What you have to do:
Please write out the lines below again, swapping each "Segment every instance" for "Outline each instance" and changing nothing else; omit the pictures.

Data for this exercise:
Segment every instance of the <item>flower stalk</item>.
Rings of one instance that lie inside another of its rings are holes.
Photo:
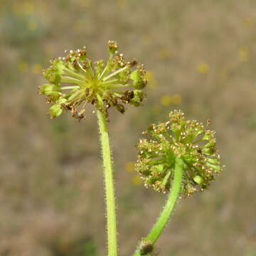
[[[100,138],[102,144],[104,177],[105,183],[107,226],[108,256],[117,255],[117,220],[114,198],[113,170],[108,134],[107,122],[105,115],[97,110]]]

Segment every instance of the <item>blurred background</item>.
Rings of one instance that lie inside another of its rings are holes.
[[[256,2],[252,0],[0,1],[0,255],[106,255],[97,120],[50,120],[42,68],[117,40],[149,70],[148,99],[110,112],[119,251],[131,255],[166,196],[134,171],[134,145],[171,110],[217,131],[225,171],[180,201],[160,255],[256,255]]]

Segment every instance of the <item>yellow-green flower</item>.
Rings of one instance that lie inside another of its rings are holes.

Answer to this problem:
Outline each instance of the <item>flower stalk</item>.
Rings of one instance that lie inside another of its rings are holes.
Photo:
[[[100,138],[102,144],[104,177],[105,183],[107,226],[108,256],[117,255],[117,220],[114,198],[113,170],[108,134],[107,122],[105,115],[97,110]]]

Outline each instance of the <item>blurred background</item>.
Rings of one instance that lie inside another of its rings are holes.
[[[256,2],[252,0],[0,1],[0,255],[106,255],[97,120],[50,120],[42,68],[117,40],[149,70],[148,99],[110,112],[119,251],[131,255],[166,196],[134,171],[134,145],[171,110],[217,131],[225,171],[180,201],[160,255],[256,255]]]

Outline each instance of the <item>yellow-green flower</item>.
Rings of one instance that lie inside another of its rings are holes.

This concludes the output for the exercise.